**Set exercise A:**
In the article on intersectional feminism, whose essay is named as a great place to start studying intersectional feminist history?
**Set exercise B:**
Extend the article on intersectional feminism, picking up right after its final sentence.

16 things you can do right now to advocate for women's rights and 4 you shouldn't.
Practicing intersectional feminism will make a more fair and just world for all.
So you’re a feminist? That's awesome!
Photo by Emma McIntyre/Getty Images.
Feminism has been one of the most invaluable tools of resistance against fascism, racism, and bigotry. The advocacy work of feminism from decades before has led to voting rights for women, abortion rights, bodily autonomy, and more.
But at its inception, feminism wasn't as inclusive as it could be. The needs of minority women, women of different sexualities and gender identities, and women who were not of the middle and upper class weren't lifted up.
Erasure of the stories of different types of women — all deserving of equality — inspired the concept of intersectional feminism.
The idea behind intersectionality is that women’s overlapping identities — such as race, religion, class, and sexual orientation — affect the way they experience oppression in varying levels of intensity.
Photo by Andrew Cabellero-Reynolds/AFP/Getty Images.
Women are multi-layered, complex beings with varied identities. We must advocate for all to be able to life live free of the structural and systemic injustices that prevail.
If we limit feminism to white, cisgendered, upper-middle-class women, we continue a violent cycle of white, heterosexual patriarchy that has made the lives of many unnecessarily difficult.
While there are many ways to become more intersectional in your feminism, here are a few steps to get you started.
1. Do stop and listen.
Listen to black women. Listen to Muslim women. Listen to trans women. Listen to lesbian women. Listen to women who are domestic workers.
All of these women and more experience racism, classism, homophobia, and structural injustice in various ways. This year has brought an enclave of racism, hate crimes, and problematic practices to the U.S. government and our communities. The people most susceptible to the consequences of this culture are marginalized women. They have the right to be sad, disheartened, and pretty darn mad. Listen to their anger, their ideas, and the problems that are a part of their identity.
53% of white women cast their ballots for Trump, while 94% of Black women and 68% of Latina women voted for Clinton. https://t.co/ZjgtqnAqeM— L E F T, PhD ⚫️ (@L E F T, PhD ⚫️) 1485047786
2. Do study intersectional feminist history.
Kimberlé Crenshaw's essay on the intersection of race and sex is a great place to start. Or stop by your local library and look into the works of feminists scholars like Bell Hooks and Audre Lorde.
3. Don't whitesplain.
Whitesplaining is to explain something through the lens of whiteness, often condescendingly. Instead,listen to the experiences, ideas, and perspectives of marginalized women to understand what a more equal world looks like to them. It may be uncomfortable or you may disagree, but don't be defensive. Understanding the stories of the women around you without bias is integral to creating a truly equal world.
Photo by Emma McIntyre/Getty Images.

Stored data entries
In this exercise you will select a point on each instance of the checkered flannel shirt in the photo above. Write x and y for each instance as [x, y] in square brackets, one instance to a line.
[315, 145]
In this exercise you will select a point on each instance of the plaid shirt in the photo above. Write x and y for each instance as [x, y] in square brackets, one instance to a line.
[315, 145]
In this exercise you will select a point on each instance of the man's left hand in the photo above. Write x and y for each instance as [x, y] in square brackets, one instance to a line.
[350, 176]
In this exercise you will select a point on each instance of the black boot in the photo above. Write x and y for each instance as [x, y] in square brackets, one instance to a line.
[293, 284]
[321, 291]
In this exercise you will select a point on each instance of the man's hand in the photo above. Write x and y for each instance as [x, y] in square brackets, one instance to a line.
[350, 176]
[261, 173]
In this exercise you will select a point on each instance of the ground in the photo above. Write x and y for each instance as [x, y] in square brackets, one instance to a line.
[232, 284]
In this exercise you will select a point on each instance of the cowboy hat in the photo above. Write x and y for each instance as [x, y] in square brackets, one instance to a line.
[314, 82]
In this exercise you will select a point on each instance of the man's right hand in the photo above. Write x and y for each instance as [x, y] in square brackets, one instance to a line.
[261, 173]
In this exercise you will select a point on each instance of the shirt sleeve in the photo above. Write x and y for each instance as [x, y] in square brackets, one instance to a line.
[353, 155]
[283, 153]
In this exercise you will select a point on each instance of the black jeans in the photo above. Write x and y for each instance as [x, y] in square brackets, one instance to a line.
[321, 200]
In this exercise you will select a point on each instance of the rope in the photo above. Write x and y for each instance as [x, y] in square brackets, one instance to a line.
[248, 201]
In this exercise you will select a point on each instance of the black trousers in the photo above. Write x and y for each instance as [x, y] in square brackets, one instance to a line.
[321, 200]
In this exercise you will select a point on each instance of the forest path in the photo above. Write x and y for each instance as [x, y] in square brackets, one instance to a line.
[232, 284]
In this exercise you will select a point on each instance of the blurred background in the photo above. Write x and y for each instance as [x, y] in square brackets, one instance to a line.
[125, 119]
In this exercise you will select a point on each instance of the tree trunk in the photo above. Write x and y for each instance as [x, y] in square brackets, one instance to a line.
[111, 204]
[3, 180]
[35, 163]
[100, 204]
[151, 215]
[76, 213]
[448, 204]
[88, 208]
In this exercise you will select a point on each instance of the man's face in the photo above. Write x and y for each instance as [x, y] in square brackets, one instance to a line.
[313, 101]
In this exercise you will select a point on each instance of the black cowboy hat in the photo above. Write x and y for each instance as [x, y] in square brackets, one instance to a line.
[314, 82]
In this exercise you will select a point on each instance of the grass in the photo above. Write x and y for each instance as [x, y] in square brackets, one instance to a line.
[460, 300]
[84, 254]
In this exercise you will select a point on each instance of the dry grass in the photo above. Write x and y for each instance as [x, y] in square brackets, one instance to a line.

**Expected answer A:**
Kimberlé Crenshaw's essay on the intersection of race and sex.

**Expected answer B:**
4. Do read books by intersectional feminists.
Audre Lorde’s "Sister Outsider," Bell Hooks’ "Ain’t I a Woman: Black Women and Feminism," and Roxane Gay’s "Bad Feminist" are just a few of the many books available by badass women to get you started on your journey to becoming an intersectional feminist.
Reading the work of feminist also assists in financially supporting the work of women that, systemically, often make less than white women for their work.
Roxane Gay is one of the most well-known feminist writers and scholars. Photo by Thos Robinson/Getty Images.
5. Do pop that filter bubble.
You can find many women on Twitter that offer their words of wisdom, read articles on websites you don’t usually frequent, and look up information on topics that are new to you to expand you knowledge.
6. Don't ignore hate speech — call people out.
When you hear a friend, family member, colleague, or significant other making problematic statements, say something.
You don’t need to hold an hourlong lecture or break off ties with one another, but directly explain why what they said was problematic and the bigger picture behind their words. We often think that people can’t change, but many times, hearing something from a loved one rather than a social media account goes a pretty long way.
7. Do check out art from marginalized communities.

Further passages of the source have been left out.